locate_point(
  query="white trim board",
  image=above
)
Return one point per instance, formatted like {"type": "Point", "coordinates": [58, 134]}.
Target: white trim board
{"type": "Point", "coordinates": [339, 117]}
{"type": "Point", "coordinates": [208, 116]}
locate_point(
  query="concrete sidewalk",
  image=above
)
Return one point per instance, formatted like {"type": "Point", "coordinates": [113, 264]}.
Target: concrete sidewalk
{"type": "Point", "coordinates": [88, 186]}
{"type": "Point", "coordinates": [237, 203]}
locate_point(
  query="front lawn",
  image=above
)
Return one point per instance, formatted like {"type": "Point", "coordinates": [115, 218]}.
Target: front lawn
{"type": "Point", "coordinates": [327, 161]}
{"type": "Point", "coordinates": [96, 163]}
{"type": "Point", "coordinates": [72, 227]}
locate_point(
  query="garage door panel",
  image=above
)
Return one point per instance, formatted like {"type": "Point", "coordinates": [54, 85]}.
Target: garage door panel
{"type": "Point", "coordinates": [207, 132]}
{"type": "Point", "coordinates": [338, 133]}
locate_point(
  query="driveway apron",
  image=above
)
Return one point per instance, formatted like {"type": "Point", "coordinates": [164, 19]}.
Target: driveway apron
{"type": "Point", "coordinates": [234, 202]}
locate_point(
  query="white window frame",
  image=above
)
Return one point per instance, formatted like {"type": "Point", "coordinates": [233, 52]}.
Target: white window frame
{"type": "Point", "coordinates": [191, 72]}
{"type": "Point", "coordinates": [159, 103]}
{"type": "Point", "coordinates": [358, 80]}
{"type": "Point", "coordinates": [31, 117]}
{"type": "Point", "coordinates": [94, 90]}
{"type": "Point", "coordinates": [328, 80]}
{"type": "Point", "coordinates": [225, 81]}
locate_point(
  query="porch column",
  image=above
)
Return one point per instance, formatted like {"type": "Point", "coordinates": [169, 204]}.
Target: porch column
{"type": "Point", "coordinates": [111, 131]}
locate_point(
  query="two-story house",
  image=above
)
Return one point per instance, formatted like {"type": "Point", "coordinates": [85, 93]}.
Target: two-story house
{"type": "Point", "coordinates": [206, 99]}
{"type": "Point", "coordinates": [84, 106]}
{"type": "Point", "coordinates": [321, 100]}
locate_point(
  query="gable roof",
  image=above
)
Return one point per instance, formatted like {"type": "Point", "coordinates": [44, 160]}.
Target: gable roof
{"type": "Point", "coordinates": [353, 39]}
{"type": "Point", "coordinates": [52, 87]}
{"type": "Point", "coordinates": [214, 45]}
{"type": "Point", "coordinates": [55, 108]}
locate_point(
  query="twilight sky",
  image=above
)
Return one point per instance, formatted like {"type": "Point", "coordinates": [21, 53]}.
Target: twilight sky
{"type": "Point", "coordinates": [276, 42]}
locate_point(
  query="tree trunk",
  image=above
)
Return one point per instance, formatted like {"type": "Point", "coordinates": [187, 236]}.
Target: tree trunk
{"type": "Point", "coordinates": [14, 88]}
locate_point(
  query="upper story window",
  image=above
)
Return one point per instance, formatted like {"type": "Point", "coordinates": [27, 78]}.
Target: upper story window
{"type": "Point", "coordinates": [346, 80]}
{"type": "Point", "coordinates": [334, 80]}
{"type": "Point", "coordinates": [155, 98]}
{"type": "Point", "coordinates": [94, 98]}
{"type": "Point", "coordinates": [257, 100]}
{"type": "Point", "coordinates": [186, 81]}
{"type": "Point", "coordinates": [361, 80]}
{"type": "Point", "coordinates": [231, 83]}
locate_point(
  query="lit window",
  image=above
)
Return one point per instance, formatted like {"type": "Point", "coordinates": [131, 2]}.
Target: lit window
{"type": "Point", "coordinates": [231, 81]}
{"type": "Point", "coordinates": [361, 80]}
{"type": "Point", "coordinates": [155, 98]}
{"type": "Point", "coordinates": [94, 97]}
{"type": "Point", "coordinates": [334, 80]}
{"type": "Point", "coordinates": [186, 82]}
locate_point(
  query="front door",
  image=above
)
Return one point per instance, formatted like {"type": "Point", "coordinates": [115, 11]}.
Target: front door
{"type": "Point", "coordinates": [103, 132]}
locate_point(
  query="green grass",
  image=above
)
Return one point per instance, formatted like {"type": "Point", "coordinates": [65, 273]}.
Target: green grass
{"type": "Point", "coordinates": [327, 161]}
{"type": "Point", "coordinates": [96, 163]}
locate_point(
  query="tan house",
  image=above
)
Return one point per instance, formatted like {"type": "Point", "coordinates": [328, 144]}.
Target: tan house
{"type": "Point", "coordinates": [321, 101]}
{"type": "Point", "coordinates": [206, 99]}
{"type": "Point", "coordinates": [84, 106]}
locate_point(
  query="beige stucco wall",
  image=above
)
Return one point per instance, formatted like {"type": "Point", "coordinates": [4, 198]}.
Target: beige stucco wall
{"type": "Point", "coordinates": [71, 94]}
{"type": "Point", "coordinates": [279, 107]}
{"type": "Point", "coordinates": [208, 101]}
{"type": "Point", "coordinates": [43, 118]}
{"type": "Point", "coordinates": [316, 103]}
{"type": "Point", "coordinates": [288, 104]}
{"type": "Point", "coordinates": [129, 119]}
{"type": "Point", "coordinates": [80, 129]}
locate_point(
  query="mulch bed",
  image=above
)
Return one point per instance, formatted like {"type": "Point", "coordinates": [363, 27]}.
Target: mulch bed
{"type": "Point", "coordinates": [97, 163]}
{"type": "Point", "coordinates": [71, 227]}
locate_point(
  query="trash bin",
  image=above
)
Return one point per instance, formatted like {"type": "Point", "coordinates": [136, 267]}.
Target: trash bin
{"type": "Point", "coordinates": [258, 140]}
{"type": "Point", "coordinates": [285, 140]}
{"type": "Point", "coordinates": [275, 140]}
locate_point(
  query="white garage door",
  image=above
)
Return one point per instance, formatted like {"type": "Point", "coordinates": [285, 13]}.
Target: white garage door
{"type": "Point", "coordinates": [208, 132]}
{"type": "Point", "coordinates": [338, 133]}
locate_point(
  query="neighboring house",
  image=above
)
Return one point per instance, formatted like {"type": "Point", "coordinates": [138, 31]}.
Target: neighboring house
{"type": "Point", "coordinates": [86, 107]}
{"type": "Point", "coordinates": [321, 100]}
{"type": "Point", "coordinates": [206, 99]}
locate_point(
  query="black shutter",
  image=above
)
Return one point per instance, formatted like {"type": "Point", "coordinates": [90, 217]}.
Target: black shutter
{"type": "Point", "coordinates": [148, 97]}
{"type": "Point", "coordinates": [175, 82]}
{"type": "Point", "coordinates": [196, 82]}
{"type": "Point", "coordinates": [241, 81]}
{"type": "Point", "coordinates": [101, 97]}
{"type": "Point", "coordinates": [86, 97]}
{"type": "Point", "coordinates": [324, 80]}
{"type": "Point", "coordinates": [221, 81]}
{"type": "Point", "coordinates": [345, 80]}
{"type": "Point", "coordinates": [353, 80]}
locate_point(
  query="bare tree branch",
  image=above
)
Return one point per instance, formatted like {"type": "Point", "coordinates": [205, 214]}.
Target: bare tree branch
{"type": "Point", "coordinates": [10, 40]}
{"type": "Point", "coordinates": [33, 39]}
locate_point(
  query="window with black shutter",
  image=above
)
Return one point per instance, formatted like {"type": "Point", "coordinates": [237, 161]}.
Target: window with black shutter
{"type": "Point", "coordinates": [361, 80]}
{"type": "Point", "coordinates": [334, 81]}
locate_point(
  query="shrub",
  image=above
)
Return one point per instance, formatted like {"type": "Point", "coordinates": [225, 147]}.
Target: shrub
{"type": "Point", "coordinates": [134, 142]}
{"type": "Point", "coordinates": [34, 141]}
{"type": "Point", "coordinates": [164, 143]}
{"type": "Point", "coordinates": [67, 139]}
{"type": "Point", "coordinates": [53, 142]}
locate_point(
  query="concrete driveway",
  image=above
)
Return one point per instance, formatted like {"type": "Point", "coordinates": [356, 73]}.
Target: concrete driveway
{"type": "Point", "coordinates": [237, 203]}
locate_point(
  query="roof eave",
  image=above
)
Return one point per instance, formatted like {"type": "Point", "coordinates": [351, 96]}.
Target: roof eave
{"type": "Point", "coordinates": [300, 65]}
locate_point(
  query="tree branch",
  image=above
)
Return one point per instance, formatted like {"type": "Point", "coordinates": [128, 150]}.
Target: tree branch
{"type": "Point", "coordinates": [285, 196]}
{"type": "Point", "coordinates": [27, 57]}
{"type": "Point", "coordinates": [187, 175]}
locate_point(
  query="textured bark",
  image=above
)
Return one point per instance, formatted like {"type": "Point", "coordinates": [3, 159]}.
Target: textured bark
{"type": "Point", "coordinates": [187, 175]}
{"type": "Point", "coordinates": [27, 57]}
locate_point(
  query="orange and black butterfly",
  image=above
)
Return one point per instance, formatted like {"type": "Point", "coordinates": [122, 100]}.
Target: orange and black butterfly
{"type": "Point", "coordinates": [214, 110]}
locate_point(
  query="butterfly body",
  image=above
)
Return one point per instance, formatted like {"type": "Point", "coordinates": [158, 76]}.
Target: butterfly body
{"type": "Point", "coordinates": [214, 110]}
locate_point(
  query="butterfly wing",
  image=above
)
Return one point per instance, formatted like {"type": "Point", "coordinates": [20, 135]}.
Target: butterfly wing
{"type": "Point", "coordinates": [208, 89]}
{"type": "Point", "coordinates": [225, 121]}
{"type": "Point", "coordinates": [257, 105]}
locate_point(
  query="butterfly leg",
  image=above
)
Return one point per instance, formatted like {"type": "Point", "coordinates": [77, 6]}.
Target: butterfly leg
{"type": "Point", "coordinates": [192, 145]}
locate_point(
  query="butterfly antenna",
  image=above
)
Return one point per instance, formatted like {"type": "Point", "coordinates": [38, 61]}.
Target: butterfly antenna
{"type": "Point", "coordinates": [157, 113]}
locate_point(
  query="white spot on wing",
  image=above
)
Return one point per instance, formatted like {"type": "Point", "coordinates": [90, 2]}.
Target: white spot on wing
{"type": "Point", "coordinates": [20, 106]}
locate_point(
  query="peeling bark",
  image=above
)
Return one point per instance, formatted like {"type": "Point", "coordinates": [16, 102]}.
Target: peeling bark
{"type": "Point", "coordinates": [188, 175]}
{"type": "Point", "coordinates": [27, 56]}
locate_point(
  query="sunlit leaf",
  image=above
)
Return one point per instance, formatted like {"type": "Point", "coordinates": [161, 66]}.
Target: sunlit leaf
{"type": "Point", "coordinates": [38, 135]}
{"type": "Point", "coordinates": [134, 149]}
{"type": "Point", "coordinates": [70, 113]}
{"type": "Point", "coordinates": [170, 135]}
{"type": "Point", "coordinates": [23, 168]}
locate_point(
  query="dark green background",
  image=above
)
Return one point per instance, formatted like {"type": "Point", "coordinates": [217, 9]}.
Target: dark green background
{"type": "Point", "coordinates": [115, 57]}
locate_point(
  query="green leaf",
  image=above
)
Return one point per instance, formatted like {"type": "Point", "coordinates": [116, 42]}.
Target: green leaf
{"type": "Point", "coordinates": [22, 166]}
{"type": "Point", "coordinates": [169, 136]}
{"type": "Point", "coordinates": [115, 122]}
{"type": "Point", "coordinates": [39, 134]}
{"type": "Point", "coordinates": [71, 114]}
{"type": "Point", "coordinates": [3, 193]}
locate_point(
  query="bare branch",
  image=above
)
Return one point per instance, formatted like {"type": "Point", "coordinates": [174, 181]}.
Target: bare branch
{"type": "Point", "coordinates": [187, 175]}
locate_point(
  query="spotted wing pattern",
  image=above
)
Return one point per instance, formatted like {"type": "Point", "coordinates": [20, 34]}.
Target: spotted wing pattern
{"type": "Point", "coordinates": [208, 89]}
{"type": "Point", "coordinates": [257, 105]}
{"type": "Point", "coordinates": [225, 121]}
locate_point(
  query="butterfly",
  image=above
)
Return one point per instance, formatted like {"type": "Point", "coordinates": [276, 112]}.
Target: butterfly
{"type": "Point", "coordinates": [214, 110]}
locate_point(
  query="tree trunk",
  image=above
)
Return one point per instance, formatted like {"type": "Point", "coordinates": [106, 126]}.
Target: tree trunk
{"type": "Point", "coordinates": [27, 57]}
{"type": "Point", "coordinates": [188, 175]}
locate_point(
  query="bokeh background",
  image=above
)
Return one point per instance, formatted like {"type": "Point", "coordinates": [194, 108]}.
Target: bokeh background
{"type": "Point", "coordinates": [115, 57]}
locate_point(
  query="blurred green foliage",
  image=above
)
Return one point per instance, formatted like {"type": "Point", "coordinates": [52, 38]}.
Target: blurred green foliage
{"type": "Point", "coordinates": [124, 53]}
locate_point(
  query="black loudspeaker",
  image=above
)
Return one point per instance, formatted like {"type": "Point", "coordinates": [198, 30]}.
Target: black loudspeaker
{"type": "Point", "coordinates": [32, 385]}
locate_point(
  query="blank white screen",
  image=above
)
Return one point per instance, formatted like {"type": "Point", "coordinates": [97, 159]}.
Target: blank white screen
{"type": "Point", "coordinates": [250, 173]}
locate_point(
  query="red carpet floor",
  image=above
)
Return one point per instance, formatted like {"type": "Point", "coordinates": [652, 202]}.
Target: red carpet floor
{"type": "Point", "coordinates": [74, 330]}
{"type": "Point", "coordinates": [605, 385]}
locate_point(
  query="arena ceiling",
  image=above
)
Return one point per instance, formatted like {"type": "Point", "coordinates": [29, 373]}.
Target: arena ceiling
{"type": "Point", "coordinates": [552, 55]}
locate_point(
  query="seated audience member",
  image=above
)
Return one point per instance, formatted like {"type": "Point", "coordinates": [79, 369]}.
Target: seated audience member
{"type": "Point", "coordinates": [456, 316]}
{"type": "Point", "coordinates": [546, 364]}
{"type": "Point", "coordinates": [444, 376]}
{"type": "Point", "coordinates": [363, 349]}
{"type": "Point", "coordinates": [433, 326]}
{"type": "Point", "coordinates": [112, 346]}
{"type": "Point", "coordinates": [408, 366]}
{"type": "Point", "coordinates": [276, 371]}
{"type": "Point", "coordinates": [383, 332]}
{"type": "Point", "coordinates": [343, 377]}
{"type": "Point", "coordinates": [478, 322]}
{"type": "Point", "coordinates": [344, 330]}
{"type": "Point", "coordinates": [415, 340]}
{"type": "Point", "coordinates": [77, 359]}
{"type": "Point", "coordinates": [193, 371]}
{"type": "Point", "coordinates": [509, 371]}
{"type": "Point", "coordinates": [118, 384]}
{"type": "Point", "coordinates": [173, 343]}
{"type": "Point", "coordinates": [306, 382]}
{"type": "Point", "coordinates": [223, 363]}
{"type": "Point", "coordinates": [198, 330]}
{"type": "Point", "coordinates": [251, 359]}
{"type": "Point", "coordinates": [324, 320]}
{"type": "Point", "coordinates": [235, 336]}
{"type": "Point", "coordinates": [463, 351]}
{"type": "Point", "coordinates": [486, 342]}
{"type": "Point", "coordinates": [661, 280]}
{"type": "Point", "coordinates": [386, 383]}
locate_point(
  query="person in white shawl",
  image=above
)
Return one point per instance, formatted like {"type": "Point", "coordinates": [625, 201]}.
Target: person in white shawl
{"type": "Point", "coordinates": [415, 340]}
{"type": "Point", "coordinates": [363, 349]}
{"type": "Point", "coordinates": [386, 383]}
# # #
> INSTRUCTIONS FOR THE TASK: Pull out every line in the listing above that contains the word "black", matching case exactly.

> SOLUTION TO THIS TASK:
  query="black shutter",
Target: black shutter
  query="window with black shutter",
Target: window with black shutter
  query="orange and black butterfly",
Target: orange and black butterfly
  query="black loudspeaker",
Target: black loudspeaker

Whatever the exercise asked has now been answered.